### Activities:
**A)** In the background on Glen Junior Couch's case, under which statute did he file his 2023 motion for post-conviction DNA testing?
**B)** Summarize the background on Couch's DNA testing case in two sentences.
**C)** Extend the background on Couch's DNA testing case, picking up after its final sentence.

### Excerpt:
• • • • • • •

Background
Glen Junior Couch was convicted in 1997 of first-degree kidnapping, first-degree unlawful sexual penetration, first-degree rape, and first-degree sexual abuse. He pleaded guilty to all charges. The victim had identified Couch as the assailant, though Couch initially admitted sexual contact while denying rape before entering his guilty plea. Prior DNA testing in 2008 identified male DNA on a vaginal swab with a 1 in 1,277 likelihood that it was not Couch’s DNA or that of his patrilineal relatives.
In 2023, Couch filed a motion for post-conviction DNA testing under ORS 138.692. He requested testing on vaginal swabs and various other evidence items including swabs from the victim’s labia and breasts, fingernails, bedsheet, underwear, nightgown, and pubic hair combings. The trial court granted testing on the vaginal swabs but denied testing on the other evidence. Couch appealed the partial denial.

• • • • • • •

### Entries shown:

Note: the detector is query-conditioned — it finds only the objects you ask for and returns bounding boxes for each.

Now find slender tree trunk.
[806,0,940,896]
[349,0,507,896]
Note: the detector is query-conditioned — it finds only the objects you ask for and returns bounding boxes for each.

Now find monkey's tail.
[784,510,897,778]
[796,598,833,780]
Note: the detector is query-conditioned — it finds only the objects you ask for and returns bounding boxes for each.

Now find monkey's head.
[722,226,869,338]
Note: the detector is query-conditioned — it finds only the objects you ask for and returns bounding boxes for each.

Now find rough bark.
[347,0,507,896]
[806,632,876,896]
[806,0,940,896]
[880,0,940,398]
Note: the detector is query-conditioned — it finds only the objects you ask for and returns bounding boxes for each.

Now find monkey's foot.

• • • • • • •

### Responses:
**A)** ORS 138.692

**B)** Glen Junior Couch pleaded guilty and was convicted in 1997 of first-degree kidnapping, unlawful sexual penetration, rape, and sexual abuse. In 2023 he moved for post-conviction DNA testing on vaginal swabs and other evidence, and he appealed after the trial court allowed testing only on the vaginal swabs.

**C)**
The Court’s Holding
The Oregon Court of Appeals affirmed the trial court’s partial denial. Under ORS 138.692(6)(d), a court must order DNA testing only if there is a reasonable probability that exculpatory results would have changed the outcome of the original prosecution or prevented prosecution altogether. The appellate court found the trial court correctly applied this standard.
The court determined that only the absence of Couch’s DNA on the vaginal swab would have been exculpatory and likely to alter the prosecution’s outcome. The presence of Couch’s DNA on that swab made it implausible he did not commit the offense. The absence of his DNA on other evidence (clothing, bedsheets, breast and labia swabs, fingernails) would not realistically have prevented prosecution or changed convictions, given the victim’s eyewitness identification and the prior DNA findings. The court rejected Couch’s unsupported theory that law enforcement had planted DNA evidence as too remote to satisfy the statutory reasonable probability standard.
Key Takeaways
- Courts need not order DNA testing on all requested evidence items; they may grant testing on some items while denying it on others when only certain evidence meets the statutory exculpatory standard.
- The trial court properly focused on whether exculpatory results would have changed the prosecution or conviction outcome, not on whether such results would be theoretically possible.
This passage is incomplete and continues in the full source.